◆ **Task instructions**
Each entry needs to be restated exactly as written.

══════════════════════════════

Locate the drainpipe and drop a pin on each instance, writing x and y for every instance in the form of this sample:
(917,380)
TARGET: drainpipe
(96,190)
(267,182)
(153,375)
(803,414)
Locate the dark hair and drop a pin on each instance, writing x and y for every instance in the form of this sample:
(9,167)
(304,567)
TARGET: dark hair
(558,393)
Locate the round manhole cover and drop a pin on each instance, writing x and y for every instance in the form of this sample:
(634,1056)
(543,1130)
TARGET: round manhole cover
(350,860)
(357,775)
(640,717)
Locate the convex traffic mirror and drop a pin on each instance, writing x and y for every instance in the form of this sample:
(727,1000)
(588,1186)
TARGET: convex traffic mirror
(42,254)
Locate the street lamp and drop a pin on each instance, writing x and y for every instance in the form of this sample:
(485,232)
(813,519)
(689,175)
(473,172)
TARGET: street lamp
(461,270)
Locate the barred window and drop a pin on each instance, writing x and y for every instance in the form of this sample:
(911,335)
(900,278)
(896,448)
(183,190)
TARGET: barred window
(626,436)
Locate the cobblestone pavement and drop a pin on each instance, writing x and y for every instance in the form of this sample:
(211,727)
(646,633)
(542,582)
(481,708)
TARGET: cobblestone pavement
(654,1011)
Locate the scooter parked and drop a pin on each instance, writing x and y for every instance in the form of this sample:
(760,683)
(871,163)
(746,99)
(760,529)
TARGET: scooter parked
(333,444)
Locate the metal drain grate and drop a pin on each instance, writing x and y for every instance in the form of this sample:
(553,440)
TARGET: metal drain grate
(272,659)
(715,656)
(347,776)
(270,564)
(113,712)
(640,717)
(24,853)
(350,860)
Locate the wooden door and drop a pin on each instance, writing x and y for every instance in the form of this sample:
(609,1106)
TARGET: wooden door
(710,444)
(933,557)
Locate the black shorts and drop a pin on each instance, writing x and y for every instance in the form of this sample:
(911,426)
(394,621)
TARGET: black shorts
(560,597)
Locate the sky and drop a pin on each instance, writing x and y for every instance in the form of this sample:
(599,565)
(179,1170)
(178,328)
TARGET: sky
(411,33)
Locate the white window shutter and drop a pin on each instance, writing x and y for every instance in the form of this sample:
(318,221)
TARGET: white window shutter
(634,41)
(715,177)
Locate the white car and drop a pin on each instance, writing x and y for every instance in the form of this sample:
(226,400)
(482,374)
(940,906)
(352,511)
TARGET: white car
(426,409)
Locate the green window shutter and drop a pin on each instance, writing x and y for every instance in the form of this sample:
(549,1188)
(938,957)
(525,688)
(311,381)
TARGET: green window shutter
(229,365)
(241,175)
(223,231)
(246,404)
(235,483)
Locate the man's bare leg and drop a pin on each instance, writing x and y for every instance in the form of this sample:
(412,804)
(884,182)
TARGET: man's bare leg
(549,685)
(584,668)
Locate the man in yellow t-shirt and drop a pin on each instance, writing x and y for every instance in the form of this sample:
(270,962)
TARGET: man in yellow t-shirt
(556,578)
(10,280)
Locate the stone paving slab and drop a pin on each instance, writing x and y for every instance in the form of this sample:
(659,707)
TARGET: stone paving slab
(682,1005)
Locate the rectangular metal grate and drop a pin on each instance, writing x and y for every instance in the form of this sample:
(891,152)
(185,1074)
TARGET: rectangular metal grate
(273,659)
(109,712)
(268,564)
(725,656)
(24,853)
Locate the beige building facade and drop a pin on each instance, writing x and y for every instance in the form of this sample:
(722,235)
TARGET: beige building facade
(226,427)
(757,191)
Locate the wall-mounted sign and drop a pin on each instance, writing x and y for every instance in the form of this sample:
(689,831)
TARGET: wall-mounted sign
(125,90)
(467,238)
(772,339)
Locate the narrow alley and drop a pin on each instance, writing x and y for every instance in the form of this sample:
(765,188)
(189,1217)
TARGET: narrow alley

══════════════════════════════

◆ **Complete response**
Locate the drainpipe and drop a pin on each instance, writing x and y for every instance in the form of this sample:
(917,380)
TARGET: drainpipe
(96,190)
(267,182)
(153,375)
(803,414)
Locate the dark hair and drop a pin on each instance, writing x and y for every instance in the form of this sample:
(9,167)
(304,567)
TARGET: dark hair
(558,393)
Locate the round manhole cover and drop a pin on each instance, writing x and y for every instance in the form of this sample:
(634,1056)
(543,1130)
TARGET: round manhole cover
(350,860)
(357,775)
(640,717)
Locate the convex traffic mirror and drop a pin on each instance, writing x and y for every instance in the form of this sample:
(727,1000)
(588,1186)
TARGET: convex traffic mirror
(42,254)
Locate the street lamp and drop a pin on each instance, writing x and y for every instance in the form of this sample:
(485,232)
(813,519)
(689,175)
(473,172)
TARGET: street lamp
(461,270)
Locate the barred window and drop a pin on each instance, writing x and y for every instance in the form of this sample:
(911,335)
(900,278)
(896,448)
(183,190)
TARGET: barred window
(626,436)
Locate the cobblestone pavement and drop a pin on each instance, writing x and y for every instance in the form of this sample:
(211,727)
(646,633)
(542,582)
(481,708)
TARGET: cobblestone pavement
(654,1011)
Locate the scooter parked and drop a pin on each instance, writing x and y for every instance in the form of this sample:
(760,683)
(871,163)
(746,99)
(760,529)
TARGET: scooter parked
(333,444)
Locate the metal drain grate and drop a pin on each instance, writing x and y for every instance in the form of this sample:
(553,440)
TARGET: metal drain grate
(272,659)
(715,656)
(347,776)
(270,564)
(113,712)
(640,717)
(24,853)
(350,860)
Locate the wooden door and drop a pin on each instance, writing x and y for every instance in the form of this sample:
(609,1106)
TARGET: wooden door
(710,444)
(933,557)
Locate the black shorts and drop a pin on each instance, writing x and y for every instance in the form of this sample:
(911,426)
(394,621)
TARGET: black shorts
(560,597)
Locate the sky and drop a pin on each instance, writing x and y for every instance in the form of this sample:
(599,565)
(179,1170)
(178,328)
TARGET: sky
(411,33)
Locate the white window shutter and drop a pin on each instance, writing x and y for every instance in the form of this sample:
(318,221)
TARGET: white window shutter
(634,41)
(715,177)
Locate the white car and drop a pin on each instance, writing x and y for every instance in the form of this sample:
(226,400)
(482,374)
(940,906)
(352,511)
TARGET: white car
(426,409)
Locate the green window shutter and drop a pin on each instance, writing x and y for every instance in the form of this sample:
(549,1188)
(938,957)
(525,688)
(311,381)
TARGET: green window shutter
(229,365)
(241,175)
(223,231)
(246,404)
(235,483)
Locate the man's bare leg and drop a pin on each instance, writing x and y for every instance in the form of this sample:
(412,804)
(884,182)
TARGET: man's bare leg
(549,685)
(584,668)
Locate the man in yellow t-shirt and drop a pin on each instance, writing x and y for every instance in the form of this sample:
(270,962)
TARGET: man in yellow t-shirt
(556,578)
(10,280)
Locate the stone paving slab and drop a pin on each instance, writing x and y for every instance in the form of this sample:
(659,707)
TARGET: stone paving slab
(682,1005)
Locate the rectangular metal grate and drop a pin on each instance, writing x and y for every instance in the form of this sample:
(891,152)
(185,1074)
TARGET: rectangular metal grate
(273,659)
(109,712)
(268,564)
(725,656)
(24,853)
Locate the beige building facade and drop a pin on each instance, writing x and y for every instance in the form of this sample:
(722,235)
TARGET: beige building facade
(226,427)
(757,191)
Locate the wall-mounted sign and drop a pin on each instance, writing x and y for every instance in the form of this sample:
(689,831)
TARGET: wall-mounted sign
(125,90)
(467,238)
(772,339)
Locate the narrow alley and drop a pin on each instance, writing x and y for every instance in the form of this sample:
(765,188)
(189,1217)
TARGET: narrow alley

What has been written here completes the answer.